_TEXTO DE LA PÁGINA_:
Los tiempos cambian y las costumbres cambian. 
Jueves, 23 de Mayo de 2019

¿Se acuerdan ustedes de aquellas competencias que hacíamos, de muchachos, para correr hasta un sitio determinado, cuando a alguien se le ocurría gritar “la madre p’al que llegue de último”?  Nadie ofrecía un premio para el que llegara de primero, sino siempre era un castigo para el enclenque, para el rengo, para el zanquiflojo, para el gordiflón, que, lógicamente, se quedaban rezagados ante los delgados, los veloces, los deportistas, los cincoentodo. Al  último, al perdedor, los demás se la montaban y, entre risas, le daban una solfa: coscorrones, empujones, patadas…

Pero lo que más le dolía al perdedor era que había estado en juego su mamá. ¿Por qué? Nadie lo sabía. ¿Y qué se quería decir con eso de que “la madre…”? Tampoco se sabía. Pero era una ofensa. Por eso todos corrían para no quedar de último. Primero el honor de la mamá.

Los tiempos cambian y las costumbres cambian. Nombrarle la mama a otro, es decir, mentarle la madre, o sacársela a bailar, eran muchas veces causa de pelea. Y si se trataba de adultos, el asunto tomaba giros mortales.

Ahora no. Los muchachos se tratan a madrazos con la mayor frescura del mundo. La madre es una cosa sin importancia, como la madreselva,  la mamá  de los pollitos, la madre del caracol, la madre de la uña.

Sicólogos, educadores y sociólogos se han dado a la tarea de investigar por qué la palabra madre o mamá ha caído tan bajo, y no encuentran respuesta. A cualquier muchacha, los hombres le dicen mamasota, mamacita o mamita. La vendedora de la tienda le dice a la marchanta: “Vea, mamá, le tengo los tomates frescos”. Le dice mamá y ni siquiera la conoce. 

Tal vez por eso mismo, porque la palabra se relajó, es por lo que a nadie le importa que le lancen un hijueputazo. Ahora es como decirle “Hola, amigo”. El otro sonríe y viene y le da un abrazo.

Sucede lo mismo con la palabra hijuemadre, o jijuemadre, como dicen en el campo. “Usted es un hijuemadre” era causa de pelea y de muertos.

Y lo mismo sucede con (perdónenme la grosería, la grosería de antes) la palabra “malparido”.  

Decirle a otro que había nacido mal, era mentarle la mama. El ofendido le gritaba ”la suya”, y ahí quedaba casada la pelea. A plomo, a machetazos o a trompadas se dirimía el asunto. Hoy es otra cosa. Es un saludo, un cariñito, una manera de manifestar amor.
  
Pero lo pior, lo verdaderamente pior, lo vi y lo escuché hace poco. Lo vi con estos ojos que se han de comer los gusanos. Un niño no le entregó los vueltos a la mamá y se compró un helado. La mamá lo agarró a golpes y a gritos: “Malparido, hijueputa, ladrón. Hoy no le doy comida”. La misma mamá. Y ni siquiera se sonrojó con los que allí estábamos.
   
Volviendo a los juegos infantiles. Son más de buenas los papás. Nadie gritaba en aquellos juegos: “El padre para el que llegue de último”.

_LÍNEAS REGISTRADAS_:
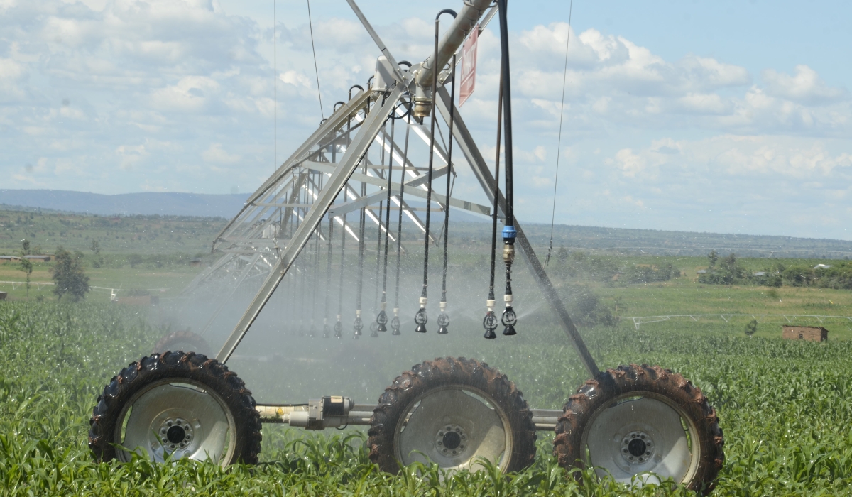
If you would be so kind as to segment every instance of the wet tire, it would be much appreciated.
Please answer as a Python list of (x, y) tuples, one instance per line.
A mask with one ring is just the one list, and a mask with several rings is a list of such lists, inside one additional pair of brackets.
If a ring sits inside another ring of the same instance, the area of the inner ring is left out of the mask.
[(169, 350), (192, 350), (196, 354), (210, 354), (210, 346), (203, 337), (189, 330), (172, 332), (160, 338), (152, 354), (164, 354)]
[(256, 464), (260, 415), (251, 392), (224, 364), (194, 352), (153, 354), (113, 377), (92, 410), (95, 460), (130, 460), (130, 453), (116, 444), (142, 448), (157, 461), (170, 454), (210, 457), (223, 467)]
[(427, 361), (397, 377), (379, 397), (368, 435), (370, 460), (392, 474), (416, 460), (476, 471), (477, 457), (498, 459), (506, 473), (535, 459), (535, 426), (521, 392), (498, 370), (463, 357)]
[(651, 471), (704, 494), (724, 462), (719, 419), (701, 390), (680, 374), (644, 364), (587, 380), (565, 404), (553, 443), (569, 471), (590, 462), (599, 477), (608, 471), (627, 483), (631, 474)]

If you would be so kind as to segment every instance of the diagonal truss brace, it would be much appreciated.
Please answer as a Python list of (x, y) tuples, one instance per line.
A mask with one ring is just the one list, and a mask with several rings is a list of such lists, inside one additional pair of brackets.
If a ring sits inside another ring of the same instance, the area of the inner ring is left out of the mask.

--

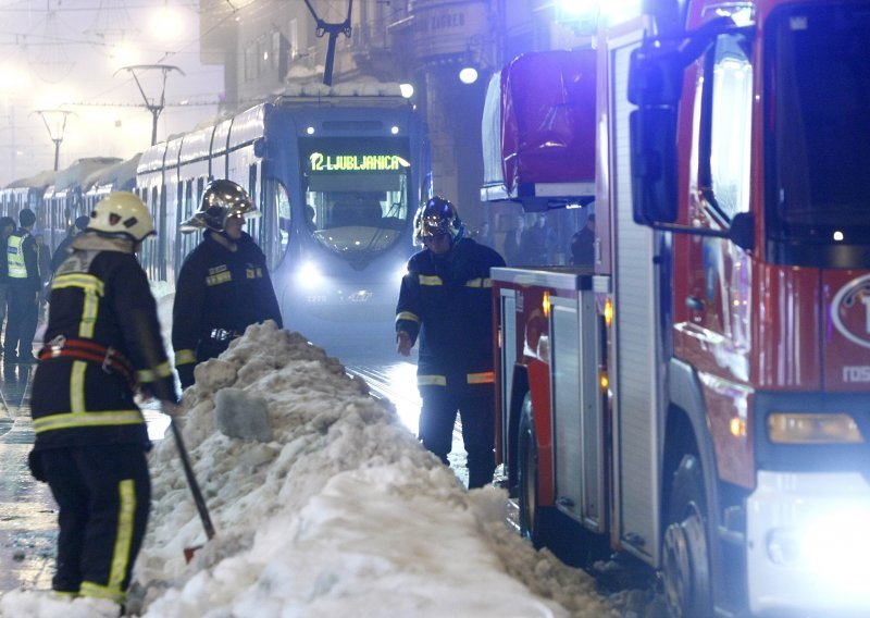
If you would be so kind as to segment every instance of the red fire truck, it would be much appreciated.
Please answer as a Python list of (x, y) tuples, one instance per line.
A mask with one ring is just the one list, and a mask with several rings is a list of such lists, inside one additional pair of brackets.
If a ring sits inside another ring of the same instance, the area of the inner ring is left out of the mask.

_INSTRUCCIONES_:
**1)** Del texto sobre el uso de la palabra «madre», resume de forma más breve el párrafo que comienza con «Sicólogos, educadores y sociólogos», conservando sus datos principales.
**2)** Reproduce todo el tramo del texto sobre el uso de la palabra «madre» que va desde "Y lo mismo sucede" hasta "que allí estábamos.", sustituyendo "helado" por "refresco".
Las líneas no guardan relación con el texto.

_RESPUESTAS EN ORDEN_:
**1)** Sicólogos, educadores y sociólogos investigan por qué la palabra madre o mamá ha caído tan bajo, sin encontrar respuesta. Los hombres llaman a cualquier muchacha mamasota, mamacita o mamita, y la vendedora de la tienda le dice mamá a la marchanta sin siquiera conocerla.

**2)**
Y lo mismo sucede con (perdónenme la grosería, la grosería de antes) la palabra “malparido”.  

Decirle a otro que había nacido mal, era mentarle la mama. El ofendido le gritaba ”la suya”, y ahí quedaba casada la pelea. A plomo, a machetazos o a trompadas se dirimía el asunto. Hoy es otra cosa. Es un saludo, un cariñito, una manera de manifestar amor.
  
Pero lo pior, lo verdaderamente pior, lo vi y lo escuché hace poco. Lo vi con estos ojos que se han de comer los gusanos. Un niño no le entregó los vueltos a la mamá y se compró un refresco. La mamá lo agarró a golpes y a gritos: “Malparido, hijueputa, ladrón. Hoy no le doy comida”. La misma mamá. Y ni siquiera se sonrojó con los que allí estábamos.